_Activity_:
Translate this sentence from the NetMx project text below into Spanish: "Qpass is an intelligent access control management system that is used in various industries and handles large volumes of data."

_Extract to read_:
-*-
Data analysis with NetMx
During my specialization in data analytics and artificial intelligence tools, I had the opportunity to work on a very significant project with a company called Net MX. This company is dedicated to providing safe online data management solutions, and its star product is Qpass. Qpass is an intelligent access control management system that is used in various industries and handles large volumes of data.

To begin the project, NetMx explained to us that they needed to use the collected data to make decisions and optimize their processes. As a first step, they provided us with some databases to work with. In the process, we performed an ETL that included data analysis and cleaning, a descriptive analysis with corresponding visualizations, a predictive analysis, and the implementation of the results obtained in a deployment. This approach allowed us to address the project systematically and efficiently to meet NetMx's objectives.
Data analysis and cleaning

In this stage of the project, we used a software tool called Alteryx to carry out the analysis of the databases they provided us with. Originally, we had around 30 database files, but we had to discriminate those that had enough information to work with, discarding those that contained little data. After this process, there were approximately 10 databases left. One of the biggest challenges I encountered during this process was the lack of a unifying element that related all the databases, which is of utmost importance when working with several databases. Therefore, I devoted myself to finding this element using Alteryx since it would be extremely valuable for this task.
exploratory analysis

During our exploratory analysis, we employed the SAS software tool to examine the initial behavior of the data. In the first series of graphs, we noticed a significant lack of information in the customer ID's. However, in the second series of graphs, we observed a normal distribution in the dates, although we noticed a lack of data from a certain point onwards. As we were informed, the pandemic interrupted the taking of readings, and the available information comes from residences in Spain, which may explain the coincidence in the dates.
Additionally, we conducted an analysis of the amount of information available for each category, and from the graphs obtained, we determined that there is missing data, and the most common types of visits are providers and spontaneous visits.
Predictive analysis

A predictive analysis was carried out using time series to analyze the behavior of visitors. It was decided to use the information of spontaneous visitors, given that we cannot control this type of visits, so it is crucial to anticipate them. For this task, I decided to use the Python software tool, as it is very convenient and practical for me to create ARIMA models on this platform.
Deployment
Finally, we carried out a predictive analysis using machine learning techniques to predict the likelihood of a customer becoming a loyal customer. We used the Python programming language and the Scikit-Learn library for this task. The results showed that there is a strong correlation between the length of time a customer has been using the service and their loyalty. We were able to develop a model that predicted customer loyalty with an accuracy of 87%.
-*-
_Information shown_:
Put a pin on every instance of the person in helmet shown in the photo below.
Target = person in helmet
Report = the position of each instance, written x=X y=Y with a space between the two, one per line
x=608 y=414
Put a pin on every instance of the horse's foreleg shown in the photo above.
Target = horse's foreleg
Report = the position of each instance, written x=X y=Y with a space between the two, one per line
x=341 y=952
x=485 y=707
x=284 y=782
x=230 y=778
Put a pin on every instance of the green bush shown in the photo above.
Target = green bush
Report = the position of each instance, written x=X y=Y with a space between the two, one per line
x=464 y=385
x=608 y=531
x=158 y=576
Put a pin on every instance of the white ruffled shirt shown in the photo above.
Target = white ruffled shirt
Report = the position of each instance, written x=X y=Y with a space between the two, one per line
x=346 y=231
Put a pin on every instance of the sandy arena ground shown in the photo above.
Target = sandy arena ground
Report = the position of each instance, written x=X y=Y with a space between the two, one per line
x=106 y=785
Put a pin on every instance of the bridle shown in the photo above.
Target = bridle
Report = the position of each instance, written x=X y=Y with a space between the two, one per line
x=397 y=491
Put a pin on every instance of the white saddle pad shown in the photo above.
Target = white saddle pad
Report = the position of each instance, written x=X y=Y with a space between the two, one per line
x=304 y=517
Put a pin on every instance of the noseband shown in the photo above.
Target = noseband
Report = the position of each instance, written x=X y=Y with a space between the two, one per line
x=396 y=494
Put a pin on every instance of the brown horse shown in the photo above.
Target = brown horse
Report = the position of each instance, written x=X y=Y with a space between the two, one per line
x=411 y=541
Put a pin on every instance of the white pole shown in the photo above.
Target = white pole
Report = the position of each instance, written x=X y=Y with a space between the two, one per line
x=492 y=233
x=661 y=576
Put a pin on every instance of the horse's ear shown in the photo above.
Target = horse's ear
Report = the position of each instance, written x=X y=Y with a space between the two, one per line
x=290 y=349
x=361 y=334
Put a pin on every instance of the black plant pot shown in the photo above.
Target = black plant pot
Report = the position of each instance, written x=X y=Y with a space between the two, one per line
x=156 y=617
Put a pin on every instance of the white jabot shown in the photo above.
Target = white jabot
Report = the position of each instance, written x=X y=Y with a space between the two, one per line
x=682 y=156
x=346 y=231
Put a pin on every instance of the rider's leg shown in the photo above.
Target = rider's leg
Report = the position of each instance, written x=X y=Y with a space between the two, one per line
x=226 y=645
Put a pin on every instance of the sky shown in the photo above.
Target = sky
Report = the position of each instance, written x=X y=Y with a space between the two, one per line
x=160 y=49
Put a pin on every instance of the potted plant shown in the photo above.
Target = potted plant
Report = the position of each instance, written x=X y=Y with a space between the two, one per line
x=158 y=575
-*-
_Response to the task_:
Qpass es un sistema inteligente de gestión de control de acceso que se utiliza en diversas industrias y maneja grandes volúmenes de datos.